## start Information supplied
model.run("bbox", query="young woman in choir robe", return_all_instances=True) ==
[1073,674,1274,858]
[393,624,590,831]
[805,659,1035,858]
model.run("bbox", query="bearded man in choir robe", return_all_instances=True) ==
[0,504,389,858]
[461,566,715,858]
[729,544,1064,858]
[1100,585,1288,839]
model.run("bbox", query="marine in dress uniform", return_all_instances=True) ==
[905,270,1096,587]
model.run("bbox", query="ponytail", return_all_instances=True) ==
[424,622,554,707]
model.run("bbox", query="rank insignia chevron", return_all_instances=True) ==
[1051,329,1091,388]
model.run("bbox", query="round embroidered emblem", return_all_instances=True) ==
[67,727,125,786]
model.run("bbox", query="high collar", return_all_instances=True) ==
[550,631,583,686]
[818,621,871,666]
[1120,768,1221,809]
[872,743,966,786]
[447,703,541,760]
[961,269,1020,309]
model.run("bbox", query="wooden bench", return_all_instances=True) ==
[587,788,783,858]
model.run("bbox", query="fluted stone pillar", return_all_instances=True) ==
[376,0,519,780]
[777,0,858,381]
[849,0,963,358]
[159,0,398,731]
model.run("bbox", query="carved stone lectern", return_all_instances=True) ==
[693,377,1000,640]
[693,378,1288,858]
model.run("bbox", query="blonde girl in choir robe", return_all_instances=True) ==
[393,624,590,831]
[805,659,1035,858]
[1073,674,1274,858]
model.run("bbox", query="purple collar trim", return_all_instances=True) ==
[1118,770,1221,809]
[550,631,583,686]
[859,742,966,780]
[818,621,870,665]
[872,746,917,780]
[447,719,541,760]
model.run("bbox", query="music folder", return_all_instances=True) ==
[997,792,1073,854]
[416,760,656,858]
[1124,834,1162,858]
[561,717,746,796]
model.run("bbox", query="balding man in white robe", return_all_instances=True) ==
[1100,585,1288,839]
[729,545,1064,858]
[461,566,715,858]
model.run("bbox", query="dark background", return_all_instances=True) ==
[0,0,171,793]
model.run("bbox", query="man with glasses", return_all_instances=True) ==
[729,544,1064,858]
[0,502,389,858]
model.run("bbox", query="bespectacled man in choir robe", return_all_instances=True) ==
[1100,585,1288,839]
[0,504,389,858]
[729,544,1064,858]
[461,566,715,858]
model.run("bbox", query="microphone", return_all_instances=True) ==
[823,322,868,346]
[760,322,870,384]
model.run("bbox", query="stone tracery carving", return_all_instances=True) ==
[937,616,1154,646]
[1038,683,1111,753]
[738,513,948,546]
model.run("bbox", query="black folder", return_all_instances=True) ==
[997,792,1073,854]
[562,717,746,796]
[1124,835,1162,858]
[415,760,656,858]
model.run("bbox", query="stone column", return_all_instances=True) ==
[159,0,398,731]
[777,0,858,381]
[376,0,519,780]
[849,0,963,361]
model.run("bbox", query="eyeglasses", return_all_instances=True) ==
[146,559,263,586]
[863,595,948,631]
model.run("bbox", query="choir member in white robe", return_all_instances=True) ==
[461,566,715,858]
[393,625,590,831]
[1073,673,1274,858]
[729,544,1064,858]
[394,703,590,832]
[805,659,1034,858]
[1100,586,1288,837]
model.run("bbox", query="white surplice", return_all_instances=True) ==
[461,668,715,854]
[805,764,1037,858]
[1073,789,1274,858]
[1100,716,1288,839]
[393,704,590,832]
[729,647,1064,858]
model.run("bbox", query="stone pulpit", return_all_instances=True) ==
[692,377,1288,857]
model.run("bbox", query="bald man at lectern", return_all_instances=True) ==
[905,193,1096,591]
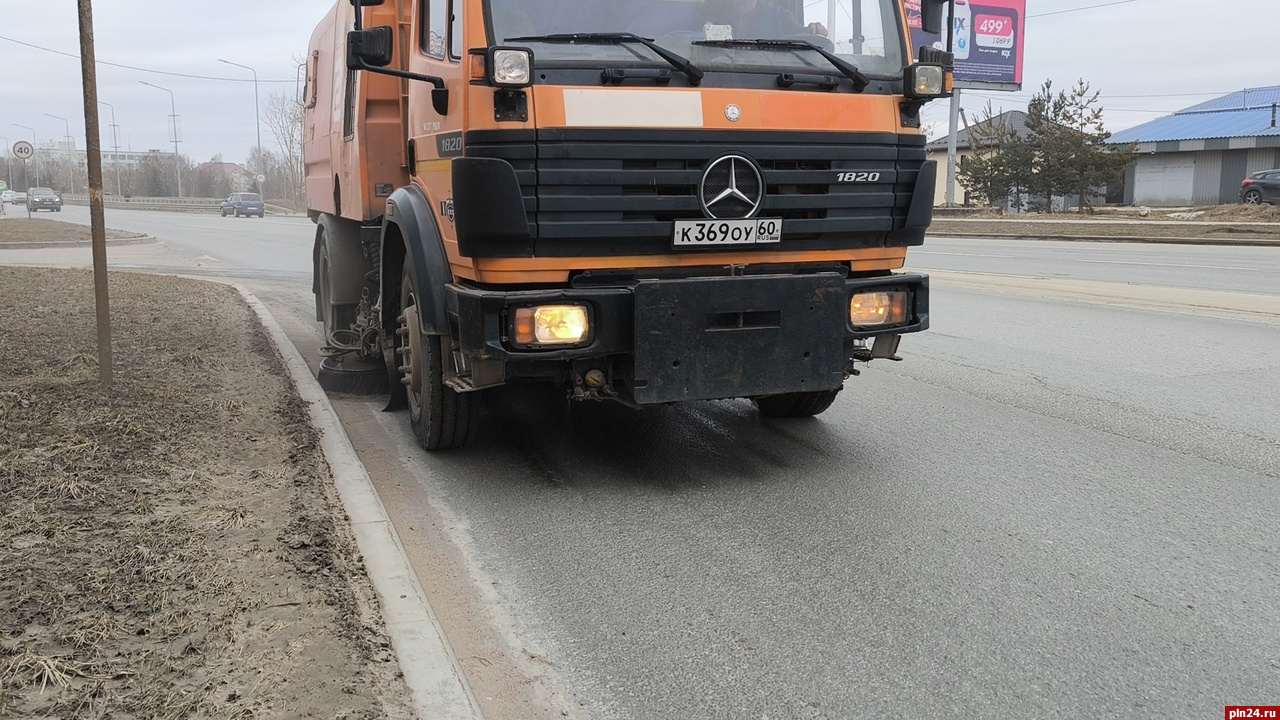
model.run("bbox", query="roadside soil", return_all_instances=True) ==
[929,205,1280,241]
[0,257,412,720]
[0,215,143,245]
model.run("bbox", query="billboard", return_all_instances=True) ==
[906,0,1027,90]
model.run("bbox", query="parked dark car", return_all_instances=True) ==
[27,187,63,213]
[221,192,266,218]
[1240,170,1280,205]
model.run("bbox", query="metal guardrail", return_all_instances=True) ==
[63,192,297,215]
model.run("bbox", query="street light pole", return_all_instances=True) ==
[97,100,120,197]
[0,135,13,193]
[45,113,76,192]
[138,79,182,197]
[218,58,266,201]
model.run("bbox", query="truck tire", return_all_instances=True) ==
[397,261,480,451]
[753,389,840,418]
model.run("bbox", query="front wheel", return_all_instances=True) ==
[753,388,840,418]
[397,261,480,450]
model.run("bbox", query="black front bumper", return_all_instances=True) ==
[448,273,929,405]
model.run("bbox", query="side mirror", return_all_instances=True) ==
[921,0,951,35]
[347,26,396,70]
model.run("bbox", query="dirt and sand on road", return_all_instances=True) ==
[0,210,143,245]
[0,260,412,719]
[929,205,1280,243]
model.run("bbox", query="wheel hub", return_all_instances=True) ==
[397,299,422,394]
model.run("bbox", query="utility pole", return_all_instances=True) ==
[946,3,960,208]
[45,113,76,192]
[97,100,120,197]
[14,123,40,190]
[218,58,266,202]
[78,0,111,388]
[138,79,182,197]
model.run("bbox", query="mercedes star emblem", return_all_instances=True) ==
[698,155,764,220]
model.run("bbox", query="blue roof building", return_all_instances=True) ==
[1110,85,1280,206]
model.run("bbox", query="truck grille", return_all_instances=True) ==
[466,129,925,258]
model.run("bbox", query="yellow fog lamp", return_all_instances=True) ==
[849,290,910,328]
[488,47,534,87]
[511,305,591,345]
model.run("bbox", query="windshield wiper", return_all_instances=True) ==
[503,32,705,85]
[694,40,872,92]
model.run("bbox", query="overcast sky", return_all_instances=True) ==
[0,0,1280,161]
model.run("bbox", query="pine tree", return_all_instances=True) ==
[1027,79,1133,211]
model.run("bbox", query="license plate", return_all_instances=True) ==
[672,218,782,247]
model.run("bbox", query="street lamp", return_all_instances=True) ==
[0,135,13,193]
[13,123,40,187]
[97,100,120,197]
[45,113,76,192]
[218,58,266,200]
[138,79,182,197]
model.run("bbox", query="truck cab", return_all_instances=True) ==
[305,0,950,450]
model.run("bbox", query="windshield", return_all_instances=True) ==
[489,0,904,77]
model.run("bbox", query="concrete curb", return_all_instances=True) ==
[0,234,159,251]
[925,232,1280,247]
[232,283,483,720]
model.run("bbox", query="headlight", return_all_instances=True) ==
[906,63,951,99]
[849,290,910,328]
[489,47,534,87]
[512,305,591,345]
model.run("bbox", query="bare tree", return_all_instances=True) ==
[262,90,305,208]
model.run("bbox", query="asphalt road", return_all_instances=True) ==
[0,209,1280,719]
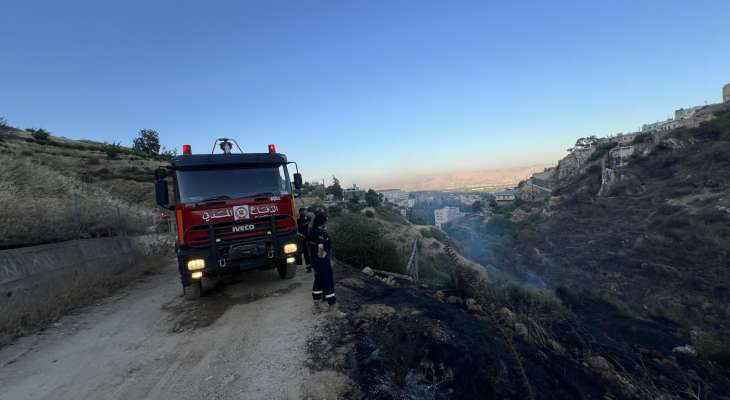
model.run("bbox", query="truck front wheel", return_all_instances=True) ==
[276,262,297,279]
[183,280,203,300]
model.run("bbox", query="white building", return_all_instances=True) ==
[641,118,682,133]
[342,184,365,201]
[608,146,634,168]
[674,106,702,121]
[494,189,517,201]
[376,189,408,207]
[616,132,639,146]
[459,194,482,206]
[433,206,464,228]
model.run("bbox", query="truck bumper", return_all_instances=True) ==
[177,232,302,286]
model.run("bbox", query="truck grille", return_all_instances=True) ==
[185,215,295,246]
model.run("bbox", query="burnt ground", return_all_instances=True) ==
[308,263,730,399]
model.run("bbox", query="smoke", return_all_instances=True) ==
[444,214,554,291]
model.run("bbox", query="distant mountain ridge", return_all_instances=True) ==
[381,164,551,191]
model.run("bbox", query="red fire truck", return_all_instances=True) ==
[155,138,302,299]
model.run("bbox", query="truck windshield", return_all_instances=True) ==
[177,165,291,203]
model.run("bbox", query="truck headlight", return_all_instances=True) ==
[188,258,205,271]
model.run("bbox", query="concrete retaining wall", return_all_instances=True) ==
[0,235,157,338]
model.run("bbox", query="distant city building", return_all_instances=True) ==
[433,207,464,228]
[376,189,408,207]
[459,194,482,206]
[616,132,639,146]
[342,184,365,201]
[641,118,682,133]
[520,178,552,201]
[494,189,517,201]
[608,146,635,168]
[674,106,702,121]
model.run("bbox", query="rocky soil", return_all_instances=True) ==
[318,264,730,399]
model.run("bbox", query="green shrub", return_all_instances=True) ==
[330,213,403,273]
[327,206,342,218]
[347,201,365,213]
[633,133,654,144]
[102,143,122,160]
[26,129,51,144]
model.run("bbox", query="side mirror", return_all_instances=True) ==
[294,172,302,190]
[155,179,170,208]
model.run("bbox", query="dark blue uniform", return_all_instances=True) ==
[297,211,312,272]
[308,226,336,305]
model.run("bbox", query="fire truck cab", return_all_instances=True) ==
[155,138,302,298]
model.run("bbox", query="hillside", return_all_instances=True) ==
[440,106,730,368]
[516,112,730,332]
[0,126,163,248]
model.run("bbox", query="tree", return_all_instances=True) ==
[132,129,160,156]
[27,128,51,144]
[568,135,598,151]
[327,175,342,200]
[365,189,380,208]
[160,146,177,161]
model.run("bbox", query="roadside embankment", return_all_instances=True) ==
[0,235,169,346]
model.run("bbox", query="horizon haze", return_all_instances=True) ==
[0,0,730,187]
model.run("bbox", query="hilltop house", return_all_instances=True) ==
[376,189,408,207]
[433,206,464,228]
[608,146,636,168]
[342,184,365,201]
[494,189,517,201]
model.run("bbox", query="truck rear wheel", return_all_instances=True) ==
[276,263,297,279]
[183,280,203,300]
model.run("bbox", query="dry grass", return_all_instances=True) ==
[0,155,152,248]
[0,243,171,348]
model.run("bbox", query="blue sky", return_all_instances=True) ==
[0,0,730,185]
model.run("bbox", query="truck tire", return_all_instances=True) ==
[183,281,203,300]
[276,263,297,279]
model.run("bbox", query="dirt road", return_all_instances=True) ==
[0,265,336,400]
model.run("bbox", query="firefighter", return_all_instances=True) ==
[307,210,345,318]
[297,207,312,272]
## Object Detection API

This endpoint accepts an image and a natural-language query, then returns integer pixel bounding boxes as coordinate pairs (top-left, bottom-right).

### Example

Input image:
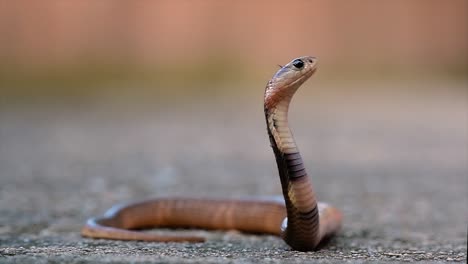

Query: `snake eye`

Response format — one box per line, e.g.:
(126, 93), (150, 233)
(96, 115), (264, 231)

(293, 59), (304, 69)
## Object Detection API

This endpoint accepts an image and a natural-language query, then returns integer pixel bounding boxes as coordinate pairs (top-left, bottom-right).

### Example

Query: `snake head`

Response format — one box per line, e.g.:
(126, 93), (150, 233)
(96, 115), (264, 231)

(265, 56), (317, 109)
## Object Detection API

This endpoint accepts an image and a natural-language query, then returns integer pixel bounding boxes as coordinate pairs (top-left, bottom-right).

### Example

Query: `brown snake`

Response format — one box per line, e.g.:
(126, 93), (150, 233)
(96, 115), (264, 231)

(81, 56), (342, 251)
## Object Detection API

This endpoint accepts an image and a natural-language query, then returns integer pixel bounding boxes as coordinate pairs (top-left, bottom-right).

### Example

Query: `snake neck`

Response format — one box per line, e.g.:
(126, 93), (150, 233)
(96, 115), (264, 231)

(265, 94), (319, 250)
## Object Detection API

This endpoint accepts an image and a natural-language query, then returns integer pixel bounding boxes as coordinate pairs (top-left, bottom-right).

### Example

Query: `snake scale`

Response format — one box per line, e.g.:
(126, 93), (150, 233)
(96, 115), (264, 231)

(81, 56), (342, 251)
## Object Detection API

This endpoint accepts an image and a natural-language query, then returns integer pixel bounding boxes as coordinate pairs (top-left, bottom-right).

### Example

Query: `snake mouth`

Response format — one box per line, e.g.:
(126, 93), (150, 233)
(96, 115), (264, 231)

(287, 66), (317, 87)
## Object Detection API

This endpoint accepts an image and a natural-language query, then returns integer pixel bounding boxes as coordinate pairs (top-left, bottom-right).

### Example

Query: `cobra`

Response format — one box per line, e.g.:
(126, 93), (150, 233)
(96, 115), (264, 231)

(81, 56), (343, 251)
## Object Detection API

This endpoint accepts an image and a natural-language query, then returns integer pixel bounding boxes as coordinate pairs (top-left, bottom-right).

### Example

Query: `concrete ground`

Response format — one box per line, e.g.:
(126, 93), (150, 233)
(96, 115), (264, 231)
## end Information supplied
The request: Reproduce the rows from the start through the line containing "[961,269,1020,309]", changing every "choir robe" to "choir gown" and leaving everything else intact.

Exercise answer:
model.run("bbox", query="young woman in choir gown", return_all_instances=True) ==
[1073,674,1274,858]
[393,624,590,831]
[805,659,1035,858]
model.run("bbox", query="bearded man in choir gown", return_all_instances=True) ==
[0,504,389,858]
[461,566,715,858]
[729,544,1064,858]
[1100,585,1288,839]
model.run("bbox", query="marine in dress uniform", return_all_instances=True) ==
[905,270,1096,587]
model.run("bbox", query="ponytail", return_all_instances=True) ==
[424,622,554,707]
model.run("bbox", query="rank insignia chevron", return_all_instances=True) ==
[1051,329,1091,388]
model.run("bbox", query="round embroidered emblem", return_all_instances=True) ==
[67,727,125,786]
model.run("bbox", query="high collar", return_all_instances=True) ==
[550,631,583,686]
[818,621,871,666]
[1120,768,1221,809]
[872,743,966,786]
[447,703,541,760]
[961,269,1020,309]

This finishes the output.